+++ INFORMATION SUPPLIED

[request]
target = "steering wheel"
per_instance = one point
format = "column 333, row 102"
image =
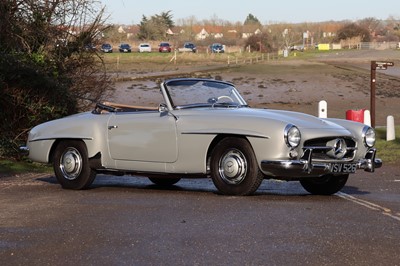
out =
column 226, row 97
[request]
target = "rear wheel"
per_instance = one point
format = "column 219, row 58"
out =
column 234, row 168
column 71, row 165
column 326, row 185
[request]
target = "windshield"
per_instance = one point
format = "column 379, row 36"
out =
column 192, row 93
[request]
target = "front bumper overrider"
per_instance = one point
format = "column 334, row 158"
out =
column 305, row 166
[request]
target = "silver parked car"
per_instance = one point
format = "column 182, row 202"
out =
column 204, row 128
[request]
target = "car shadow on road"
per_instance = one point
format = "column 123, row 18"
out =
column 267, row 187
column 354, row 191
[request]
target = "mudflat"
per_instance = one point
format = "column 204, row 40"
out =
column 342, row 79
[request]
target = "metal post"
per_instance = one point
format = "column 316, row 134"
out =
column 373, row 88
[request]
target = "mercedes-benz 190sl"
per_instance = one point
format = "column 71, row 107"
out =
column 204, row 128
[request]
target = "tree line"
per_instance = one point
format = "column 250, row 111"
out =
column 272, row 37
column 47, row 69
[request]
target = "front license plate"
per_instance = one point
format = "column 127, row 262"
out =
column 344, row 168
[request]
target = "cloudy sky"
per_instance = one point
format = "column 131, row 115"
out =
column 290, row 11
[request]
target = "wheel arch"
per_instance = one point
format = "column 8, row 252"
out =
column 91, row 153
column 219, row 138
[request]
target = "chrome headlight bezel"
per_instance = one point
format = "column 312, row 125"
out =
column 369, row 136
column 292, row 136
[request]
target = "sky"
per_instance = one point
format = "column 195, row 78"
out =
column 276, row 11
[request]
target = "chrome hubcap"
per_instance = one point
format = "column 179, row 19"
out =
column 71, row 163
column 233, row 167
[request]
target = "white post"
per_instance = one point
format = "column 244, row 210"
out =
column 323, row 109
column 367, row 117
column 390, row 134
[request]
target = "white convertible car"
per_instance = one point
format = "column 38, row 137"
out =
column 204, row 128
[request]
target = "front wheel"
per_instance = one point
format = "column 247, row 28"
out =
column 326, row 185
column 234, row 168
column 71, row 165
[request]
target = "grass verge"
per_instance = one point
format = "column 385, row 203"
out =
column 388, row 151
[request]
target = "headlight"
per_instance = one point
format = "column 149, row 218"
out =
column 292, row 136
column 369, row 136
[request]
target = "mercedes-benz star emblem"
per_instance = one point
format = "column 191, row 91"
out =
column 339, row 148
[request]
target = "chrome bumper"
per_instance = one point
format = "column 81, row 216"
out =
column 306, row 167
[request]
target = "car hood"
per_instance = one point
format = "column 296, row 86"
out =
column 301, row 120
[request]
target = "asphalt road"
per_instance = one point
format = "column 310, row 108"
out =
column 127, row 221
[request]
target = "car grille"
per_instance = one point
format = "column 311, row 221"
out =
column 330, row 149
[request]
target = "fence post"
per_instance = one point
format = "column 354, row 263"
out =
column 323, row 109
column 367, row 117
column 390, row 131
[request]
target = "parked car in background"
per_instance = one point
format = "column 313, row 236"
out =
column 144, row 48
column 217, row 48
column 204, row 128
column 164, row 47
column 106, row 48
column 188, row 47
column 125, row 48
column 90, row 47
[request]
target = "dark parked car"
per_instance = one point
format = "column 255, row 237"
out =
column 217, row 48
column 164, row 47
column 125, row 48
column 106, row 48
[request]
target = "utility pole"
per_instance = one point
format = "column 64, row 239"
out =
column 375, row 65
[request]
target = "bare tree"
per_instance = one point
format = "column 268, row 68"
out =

++++++

GOAL →
Copy each line exactly, and leave the pictures out of your copy.

RESPONSE →
[request]
target = "steering wheel"
per_instance = one point
format = "column 333, row 102"
image =
out =
column 226, row 97
[request]
target = "rear wheel"
per_instance = one point
format = "column 219, row 58"
out =
column 234, row 168
column 71, row 165
column 326, row 185
[request]
target = "windshield"
per_instance = one point
format = "column 379, row 36"
out =
column 192, row 93
[request]
target = "front bumper overrider"
per_instance = one point
format = "column 334, row 158"
out =
column 305, row 166
[request]
target = "silver parked car"
per_instance = one point
format = "column 182, row 202"
out =
column 204, row 128
[request]
target = "car shadow on road"
per_instance = one point
format = "column 123, row 18"
out =
column 267, row 187
column 354, row 191
[request]
target = "mudflat"
per_instance = one point
format = "column 204, row 40"
out =
column 342, row 79
[request]
target = "metal post"
per_instance = one point
format = "column 316, row 134"
out =
column 373, row 88
[request]
target = "mercedes-benz 190sl"
per_instance = one point
format = "column 71, row 107"
out =
column 204, row 128
[request]
target = "tree line"
per_instance = one point
format = "column 250, row 111"
out =
column 272, row 37
column 47, row 69
[request]
target = "front license plate"
per_instance = one point
format = "column 127, row 262"
out =
column 344, row 168
[request]
target = "cloudy sky"
per_instance = one point
format = "column 131, row 115"
out =
column 290, row 11
[request]
target = "wheel arch"
per_instance = one point
format = "column 8, row 252"
out =
column 91, row 153
column 219, row 138
[request]
target = "chrome headlight bezel"
per_instance = one point
format = "column 312, row 125"
out =
column 369, row 136
column 292, row 136
[request]
target = "sky"
per_instance = one point
format = "column 195, row 78"
out =
column 276, row 11
[request]
target = "chrome hubcap"
per_instance = one point
format = "column 179, row 19"
out =
column 71, row 163
column 233, row 167
[request]
target = "white post"
per_instance = one point
format = "column 244, row 210"
out =
column 323, row 109
column 367, row 117
column 390, row 134
[request]
target = "white convertible car"
per_instance = one point
format = "column 38, row 137"
out =
column 204, row 128
[request]
target = "front wheel"
per_instance = one point
format = "column 247, row 28"
out =
column 326, row 185
column 234, row 168
column 71, row 165
[request]
target = "grass verge"
per_instance = one point
format = "column 385, row 203"
out =
column 388, row 151
[request]
target = "headlight"
per_instance = one point
format = "column 149, row 218"
out =
column 292, row 136
column 369, row 136
[request]
target = "mercedes-benz star emblem"
per_instance = one point
format = "column 191, row 91"
out =
column 339, row 148
[request]
target = "chrome bumper"
per_instance = one point
format = "column 81, row 216"
out =
column 306, row 167
[request]
target = "car hood"
per_instance = one point
format = "column 296, row 86"
out =
column 301, row 120
[request]
target = "asphalt road"
per_instance = one point
format = "column 310, row 108"
out =
column 127, row 221
[request]
target = "car grille"
per_instance = one point
format = "column 311, row 221"
out =
column 330, row 149
[request]
target = "fence post"
per_instance = one point
format = "column 354, row 263"
out =
column 323, row 109
column 367, row 117
column 390, row 131
[request]
target = "parked car in background"
per_instance = one point
format = "column 313, row 236"
out =
column 144, row 48
column 217, row 48
column 204, row 128
column 164, row 47
column 106, row 48
column 188, row 47
column 125, row 48
column 90, row 47
[request]
target = "dark parked car"
per_instance = one point
format = "column 255, row 237"
out =
column 217, row 48
column 164, row 47
column 125, row 48
column 106, row 48
[request]
target = "utility pole"
per_instance = one point
format = "column 64, row 239"
out =
column 375, row 65
[request]
target = "bare tree"
per_instance = one point
format = "column 268, row 68"
out =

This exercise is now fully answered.